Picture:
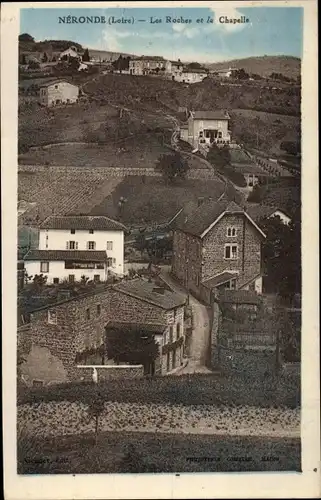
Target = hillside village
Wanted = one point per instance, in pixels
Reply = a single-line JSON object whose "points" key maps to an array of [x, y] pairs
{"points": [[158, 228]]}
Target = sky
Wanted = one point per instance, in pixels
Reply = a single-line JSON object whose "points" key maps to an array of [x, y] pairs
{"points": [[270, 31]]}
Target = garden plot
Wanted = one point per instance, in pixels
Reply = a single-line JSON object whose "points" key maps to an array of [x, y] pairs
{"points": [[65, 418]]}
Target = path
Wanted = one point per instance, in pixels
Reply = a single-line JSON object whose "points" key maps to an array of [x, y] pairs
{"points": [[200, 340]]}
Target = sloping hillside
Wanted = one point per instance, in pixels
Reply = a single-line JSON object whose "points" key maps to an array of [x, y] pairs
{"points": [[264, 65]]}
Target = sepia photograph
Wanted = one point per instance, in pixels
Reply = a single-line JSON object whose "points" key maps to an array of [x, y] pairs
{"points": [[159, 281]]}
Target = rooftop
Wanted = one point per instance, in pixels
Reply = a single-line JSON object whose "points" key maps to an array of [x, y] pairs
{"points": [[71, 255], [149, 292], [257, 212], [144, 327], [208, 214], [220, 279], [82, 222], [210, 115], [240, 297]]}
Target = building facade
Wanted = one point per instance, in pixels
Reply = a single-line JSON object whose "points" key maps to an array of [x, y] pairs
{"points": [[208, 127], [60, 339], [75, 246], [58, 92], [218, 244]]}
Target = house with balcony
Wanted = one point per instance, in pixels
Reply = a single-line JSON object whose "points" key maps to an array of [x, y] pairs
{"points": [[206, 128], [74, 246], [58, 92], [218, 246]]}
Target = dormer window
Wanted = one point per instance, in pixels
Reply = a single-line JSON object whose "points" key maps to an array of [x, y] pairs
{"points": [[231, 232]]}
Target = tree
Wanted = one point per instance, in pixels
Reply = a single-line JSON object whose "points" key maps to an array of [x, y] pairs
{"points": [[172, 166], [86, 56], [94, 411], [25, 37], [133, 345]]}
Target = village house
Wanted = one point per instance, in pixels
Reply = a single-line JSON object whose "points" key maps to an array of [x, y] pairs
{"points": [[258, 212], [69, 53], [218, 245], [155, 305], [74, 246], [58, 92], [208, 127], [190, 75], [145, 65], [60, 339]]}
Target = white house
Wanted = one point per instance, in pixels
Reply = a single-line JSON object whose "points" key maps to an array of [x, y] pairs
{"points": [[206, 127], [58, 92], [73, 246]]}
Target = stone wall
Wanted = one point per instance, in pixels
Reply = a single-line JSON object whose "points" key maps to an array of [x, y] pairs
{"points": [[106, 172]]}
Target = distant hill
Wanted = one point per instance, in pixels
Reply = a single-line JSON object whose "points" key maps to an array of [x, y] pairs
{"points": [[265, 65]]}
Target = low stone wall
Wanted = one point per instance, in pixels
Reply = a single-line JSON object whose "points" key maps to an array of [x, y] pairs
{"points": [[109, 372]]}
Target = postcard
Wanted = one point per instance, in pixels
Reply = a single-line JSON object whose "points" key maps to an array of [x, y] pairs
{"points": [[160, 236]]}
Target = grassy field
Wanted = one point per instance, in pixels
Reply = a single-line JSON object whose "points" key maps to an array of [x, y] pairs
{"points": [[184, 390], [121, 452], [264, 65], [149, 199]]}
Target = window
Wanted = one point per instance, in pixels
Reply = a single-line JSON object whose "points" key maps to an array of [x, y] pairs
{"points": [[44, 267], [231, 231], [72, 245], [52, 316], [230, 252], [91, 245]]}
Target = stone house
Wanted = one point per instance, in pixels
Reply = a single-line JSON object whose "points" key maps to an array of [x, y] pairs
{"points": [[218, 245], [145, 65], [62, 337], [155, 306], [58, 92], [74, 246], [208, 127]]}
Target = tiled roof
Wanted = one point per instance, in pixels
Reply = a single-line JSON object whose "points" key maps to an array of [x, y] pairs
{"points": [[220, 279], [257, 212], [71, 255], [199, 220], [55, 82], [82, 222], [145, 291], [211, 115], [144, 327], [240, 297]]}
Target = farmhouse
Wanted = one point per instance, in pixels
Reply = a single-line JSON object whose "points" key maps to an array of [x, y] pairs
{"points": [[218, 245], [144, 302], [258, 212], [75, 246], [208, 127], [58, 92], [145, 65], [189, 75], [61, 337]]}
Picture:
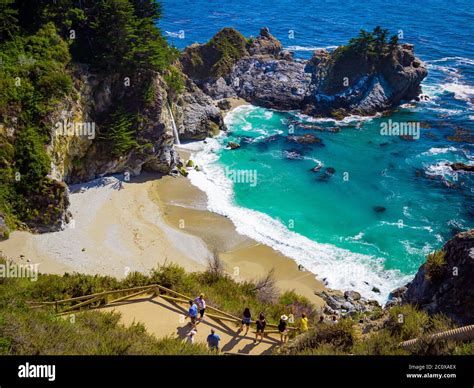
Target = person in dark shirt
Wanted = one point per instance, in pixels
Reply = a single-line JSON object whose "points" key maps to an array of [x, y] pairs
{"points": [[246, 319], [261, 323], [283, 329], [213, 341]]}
::::::::
Nothing but the lines from the one holding "Target = window" through the last line of the entries should be written out, exactly and inclusively, minus the pictures.

Target = window
Wanted = one point per instance, in pixels
Reply = a single-line JSON object whose "points" key maps to an array of [x, y] pairs
{"points": [[44, 267], [231, 231], [72, 245], [52, 316], [230, 252], [91, 245]]}
Target = stone house
Wanted = one point per instance, in pixels
Reply = a single-line JSON object whose "points" key maps to an array of [x, y] pairs
{"points": [[218, 245], [145, 65], [62, 337], [155, 306], [58, 92], [74, 246], [208, 127]]}
Target = tiled roof
Wanted = one point per instance, in pixels
Reply = a single-line JSON object whose "points" key maps to an array of [x, y] pairs
{"points": [[220, 279], [257, 212], [71, 255], [199, 220], [55, 82], [82, 222], [145, 291], [211, 115], [144, 327], [240, 297]]}
Target = farmhouse
Wanted = one point per instance, in pixels
Reply = a single-line JSON object whose "points" key maps to an array of [x, y] pairs
{"points": [[218, 245], [144, 302], [258, 212], [75, 246], [208, 127], [58, 92], [145, 65], [189, 75], [61, 337]]}
Picture:
Target = person in dark shirt
Wanted = one point per instance, in pixels
Reply = a single-line JSON object whose "points" key maps to an array of [x, y] pairs
{"points": [[246, 319], [261, 323], [283, 329], [213, 341]]}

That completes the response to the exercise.